**ASSIGNMENT:** Omit the pictures and return every entry exactly as written.

== DATASET

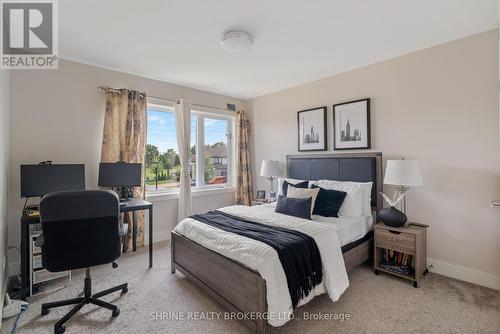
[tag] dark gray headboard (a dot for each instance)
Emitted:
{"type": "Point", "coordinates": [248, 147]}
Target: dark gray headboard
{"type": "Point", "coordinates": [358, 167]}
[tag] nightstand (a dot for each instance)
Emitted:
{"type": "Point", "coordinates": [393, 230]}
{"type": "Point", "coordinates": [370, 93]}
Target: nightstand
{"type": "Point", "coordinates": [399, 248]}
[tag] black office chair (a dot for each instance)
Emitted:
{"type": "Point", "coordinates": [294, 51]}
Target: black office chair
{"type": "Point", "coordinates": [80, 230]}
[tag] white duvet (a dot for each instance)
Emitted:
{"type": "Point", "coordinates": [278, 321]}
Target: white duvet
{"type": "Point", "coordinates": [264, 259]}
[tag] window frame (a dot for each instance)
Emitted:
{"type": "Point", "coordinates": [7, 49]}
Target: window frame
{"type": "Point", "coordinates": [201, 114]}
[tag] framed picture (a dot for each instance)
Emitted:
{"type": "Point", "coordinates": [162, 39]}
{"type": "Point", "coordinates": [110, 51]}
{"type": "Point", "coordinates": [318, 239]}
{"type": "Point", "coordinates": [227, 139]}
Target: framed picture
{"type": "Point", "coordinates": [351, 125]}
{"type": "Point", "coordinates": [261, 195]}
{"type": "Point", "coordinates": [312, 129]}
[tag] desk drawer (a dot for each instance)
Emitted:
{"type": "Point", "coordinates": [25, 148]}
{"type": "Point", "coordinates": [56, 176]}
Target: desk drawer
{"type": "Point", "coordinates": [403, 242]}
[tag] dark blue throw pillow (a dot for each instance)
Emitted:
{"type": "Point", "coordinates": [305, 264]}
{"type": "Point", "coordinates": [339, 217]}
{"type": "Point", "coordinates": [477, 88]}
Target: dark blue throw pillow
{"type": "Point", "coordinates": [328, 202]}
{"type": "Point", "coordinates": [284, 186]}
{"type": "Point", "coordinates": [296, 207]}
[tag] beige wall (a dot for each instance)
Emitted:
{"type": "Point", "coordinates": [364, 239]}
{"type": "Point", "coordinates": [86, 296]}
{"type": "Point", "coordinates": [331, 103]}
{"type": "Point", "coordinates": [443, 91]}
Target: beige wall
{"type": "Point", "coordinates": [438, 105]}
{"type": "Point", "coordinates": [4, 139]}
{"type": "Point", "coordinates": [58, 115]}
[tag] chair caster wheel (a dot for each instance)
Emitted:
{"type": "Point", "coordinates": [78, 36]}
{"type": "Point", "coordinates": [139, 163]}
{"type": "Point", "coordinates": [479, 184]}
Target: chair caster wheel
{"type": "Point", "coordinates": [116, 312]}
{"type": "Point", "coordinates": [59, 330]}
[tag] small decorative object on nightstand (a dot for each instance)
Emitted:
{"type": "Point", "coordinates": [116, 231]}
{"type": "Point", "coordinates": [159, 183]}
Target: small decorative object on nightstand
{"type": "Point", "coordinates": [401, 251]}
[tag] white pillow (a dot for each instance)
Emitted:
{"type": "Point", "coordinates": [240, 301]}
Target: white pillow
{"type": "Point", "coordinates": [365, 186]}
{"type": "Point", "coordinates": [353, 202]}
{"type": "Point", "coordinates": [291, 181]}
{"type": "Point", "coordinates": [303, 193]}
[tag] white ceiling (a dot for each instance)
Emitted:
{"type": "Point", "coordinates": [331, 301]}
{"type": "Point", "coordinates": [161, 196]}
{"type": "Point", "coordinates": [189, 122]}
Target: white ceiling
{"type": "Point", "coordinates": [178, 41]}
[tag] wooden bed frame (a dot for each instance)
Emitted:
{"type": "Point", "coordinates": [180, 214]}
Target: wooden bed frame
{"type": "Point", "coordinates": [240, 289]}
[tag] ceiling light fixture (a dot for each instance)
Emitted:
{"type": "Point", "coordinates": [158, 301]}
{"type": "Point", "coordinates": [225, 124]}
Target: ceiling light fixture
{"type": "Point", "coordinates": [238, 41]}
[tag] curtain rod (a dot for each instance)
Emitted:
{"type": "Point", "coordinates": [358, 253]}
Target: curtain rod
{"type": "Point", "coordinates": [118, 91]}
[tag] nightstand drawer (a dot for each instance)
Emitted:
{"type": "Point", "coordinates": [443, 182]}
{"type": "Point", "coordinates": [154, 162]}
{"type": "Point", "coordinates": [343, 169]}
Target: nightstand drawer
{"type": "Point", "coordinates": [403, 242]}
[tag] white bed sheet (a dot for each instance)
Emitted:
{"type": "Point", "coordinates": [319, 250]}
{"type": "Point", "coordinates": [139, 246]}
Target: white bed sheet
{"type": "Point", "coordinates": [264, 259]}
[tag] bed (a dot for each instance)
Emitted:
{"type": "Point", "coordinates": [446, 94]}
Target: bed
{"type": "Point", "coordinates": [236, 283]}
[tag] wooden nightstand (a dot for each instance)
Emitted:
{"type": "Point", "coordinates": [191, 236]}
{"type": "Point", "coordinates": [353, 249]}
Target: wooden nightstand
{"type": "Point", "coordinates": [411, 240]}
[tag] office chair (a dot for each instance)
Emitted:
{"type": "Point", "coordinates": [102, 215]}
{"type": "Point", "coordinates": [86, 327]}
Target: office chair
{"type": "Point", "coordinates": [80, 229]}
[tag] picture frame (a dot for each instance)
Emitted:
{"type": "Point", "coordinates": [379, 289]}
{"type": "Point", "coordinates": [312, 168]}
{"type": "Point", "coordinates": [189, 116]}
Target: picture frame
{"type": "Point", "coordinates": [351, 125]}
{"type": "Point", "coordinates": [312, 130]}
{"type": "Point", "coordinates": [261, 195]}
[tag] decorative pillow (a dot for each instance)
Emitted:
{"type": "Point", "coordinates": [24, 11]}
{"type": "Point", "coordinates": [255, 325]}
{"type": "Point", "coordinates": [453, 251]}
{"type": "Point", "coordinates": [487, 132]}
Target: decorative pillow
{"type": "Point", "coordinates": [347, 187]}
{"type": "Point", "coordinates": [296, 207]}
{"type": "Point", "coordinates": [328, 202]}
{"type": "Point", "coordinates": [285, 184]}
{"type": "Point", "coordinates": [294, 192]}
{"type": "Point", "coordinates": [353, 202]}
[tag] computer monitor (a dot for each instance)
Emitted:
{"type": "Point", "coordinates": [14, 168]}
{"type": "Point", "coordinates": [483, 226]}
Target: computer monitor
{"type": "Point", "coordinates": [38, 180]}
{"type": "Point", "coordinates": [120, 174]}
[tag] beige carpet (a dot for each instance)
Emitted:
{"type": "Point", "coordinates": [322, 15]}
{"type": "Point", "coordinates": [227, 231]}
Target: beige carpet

====

**COMPLETED EXERCISE:**
[tag] dark gray headboard (a dot for each instance)
Emitted:
{"type": "Point", "coordinates": [248, 147]}
Target: dark gray headboard
{"type": "Point", "coordinates": [358, 167]}
[tag] nightstand (a dot for each instance)
Emitted:
{"type": "Point", "coordinates": [393, 230]}
{"type": "Point", "coordinates": [370, 93]}
Target: nightstand
{"type": "Point", "coordinates": [399, 248]}
[tag] black office chair (a dot for each instance)
Emitted:
{"type": "Point", "coordinates": [294, 51]}
Target: black office chair
{"type": "Point", "coordinates": [80, 230]}
[tag] white duvet (a dot for each instance)
Emitted:
{"type": "Point", "coordinates": [278, 321]}
Target: white duvet
{"type": "Point", "coordinates": [264, 259]}
[tag] window frame (a dot for each instance)
Emitted:
{"type": "Point", "coordinates": [7, 49]}
Target: window frame
{"type": "Point", "coordinates": [201, 114]}
[tag] framed picture (a dot for each instance)
Emitted:
{"type": "Point", "coordinates": [162, 39]}
{"type": "Point", "coordinates": [110, 51]}
{"type": "Point", "coordinates": [318, 239]}
{"type": "Point", "coordinates": [227, 139]}
Target: framed picture
{"type": "Point", "coordinates": [351, 125]}
{"type": "Point", "coordinates": [261, 195]}
{"type": "Point", "coordinates": [312, 129]}
[tag] desk drawer (a dot for each instance)
Emitted:
{"type": "Point", "coordinates": [25, 148]}
{"type": "Point", "coordinates": [56, 176]}
Target: desk drawer
{"type": "Point", "coordinates": [403, 242]}
[tag] dark blue throw pillow (a dot for each instance)
Emitted:
{"type": "Point", "coordinates": [305, 264]}
{"type": "Point", "coordinates": [339, 217]}
{"type": "Point", "coordinates": [477, 88]}
Target: dark blue throw pillow
{"type": "Point", "coordinates": [328, 202]}
{"type": "Point", "coordinates": [284, 186]}
{"type": "Point", "coordinates": [296, 207]}
[tag] beige wall (a dot for each instance)
Emitted:
{"type": "Point", "coordinates": [364, 239]}
{"type": "Point", "coordinates": [86, 296]}
{"type": "Point", "coordinates": [331, 103]}
{"type": "Point", "coordinates": [443, 91]}
Target: beige wall
{"type": "Point", "coordinates": [438, 105]}
{"type": "Point", "coordinates": [4, 139]}
{"type": "Point", "coordinates": [58, 115]}
[tag] chair caster wheel (a dot for each instance)
Emitted:
{"type": "Point", "coordinates": [78, 36]}
{"type": "Point", "coordinates": [139, 163]}
{"type": "Point", "coordinates": [479, 184]}
Target: chair caster wheel
{"type": "Point", "coordinates": [116, 312]}
{"type": "Point", "coordinates": [59, 330]}
[tag] small decorative object on nightstand (a dot for each instance)
Emitted:
{"type": "Point", "coordinates": [116, 231]}
{"type": "Point", "coordinates": [159, 183]}
Target: small decorative object on nightstand
{"type": "Point", "coordinates": [401, 251]}
[tag] white pillow (a dot for each instance)
Emitted:
{"type": "Point", "coordinates": [240, 301]}
Target: white pillow
{"type": "Point", "coordinates": [365, 186]}
{"type": "Point", "coordinates": [353, 202]}
{"type": "Point", "coordinates": [291, 181]}
{"type": "Point", "coordinates": [303, 193]}
[tag] white ceiling (a dot for each instance)
Emitted:
{"type": "Point", "coordinates": [331, 301]}
{"type": "Point", "coordinates": [161, 196]}
{"type": "Point", "coordinates": [189, 122]}
Target: white ceiling
{"type": "Point", "coordinates": [178, 41]}
[tag] wooden bed frame (a dot for each instance)
Emitted:
{"type": "Point", "coordinates": [180, 214]}
Target: wooden bed frame
{"type": "Point", "coordinates": [240, 289]}
[tag] ceiling light fixture (a dot for each instance)
Emitted:
{"type": "Point", "coordinates": [158, 301]}
{"type": "Point", "coordinates": [225, 124]}
Target: ceiling light fixture
{"type": "Point", "coordinates": [238, 41]}
[tag] curtain rod (a dot for each instance)
Emitted:
{"type": "Point", "coordinates": [358, 253]}
Target: curtain rod
{"type": "Point", "coordinates": [118, 91]}
[tag] nightstand drawer (a dot for each instance)
Emitted:
{"type": "Point", "coordinates": [443, 182]}
{"type": "Point", "coordinates": [154, 162]}
{"type": "Point", "coordinates": [343, 169]}
Target: nightstand drawer
{"type": "Point", "coordinates": [403, 242]}
[tag] white bed sheet (a dot for each instance)
Emitted:
{"type": "Point", "coordinates": [319, 250]}
{"type": "Point", "coordinates": [139, 246]}
Target: white bed sheet
{"type": "Point", "coordinates": [264, 259]}
[tag] bed (a dot for each instance)
Emitted:
{"type": "Point", "coordinates": [446, 94]}
Target: bed
{"type": "Point", "coordinates": [236, 283]}
[tag] wooden nightstand (a dot for each instance)
Emitted:
{"type": "Point", "coordinates": [191, 236]}
{"type": "Point", "coordinates": [353, 249]}
Target: wooden nightstand
{"type": "Point", "coordinates": [411, 240]}
[tag] office chair (a dot for each instance)
Emitted:
{"type": "Point", "coordinates": [102, 215]}
{"type": "Point", "coordinates": [86, 327]}
Target: office chair
{"type": "Point", "coordinates": [80, 229]}
[tag] picture frame (a dot for each instance)
Emitted:
{"type": "Point", "coordinates": [379, 289]}
{"type": "Point", "coordinates": [312, 168]}
{"type": "Point", "coordinates": [189, 116]}
Target: picture frame
{"type": "Point", "coordinates": [351, 125]}
{"type": "Point", "coordinates": [312, 130]}
{"type": "Point", "coordinates": [261, 195]}
[tag] decorative pillow (a dot for each instance)
Emitted:
{"type": "Point", "coordinates": [24, 11]}
{"type": "Point", "coordinates": [255, 325]}
{"type": "Point", "coordinates": [453, 251]}
{"type": "Point", "coordinates": [487, 132]}
Target: decorative pillow
{"type": "Point", "coordinates": [347, 187]}
{"type": "Point", "coordinates": [296, 207]}
{"type": "Point", "coordinates": [328, 202]}
{"type": "Point", "coordinates": [285, 184]}
{"type": "Point", "coordinates": [294, 192]}
{"type": "Point", "coordinates": [353, 202]}
[tag] computer monitor (a dot for each instance)
Emitted:
{"type": "Point", "coordinates": [14, 168]}
{"type": "Point", "coordinates": [483, 226]}
Target: computer monitor
{"type": "Point", "coordinates": [38, 180]}
{"type": "Point", "coordinates": [120, 174]}
[tag] beige carpet (a dot for each instance)
Emitted:
{"type": "Point", "coordinates": [322, 15]}
{"type": "Point", "coordinates": [227, 231]}
Target: beige carpet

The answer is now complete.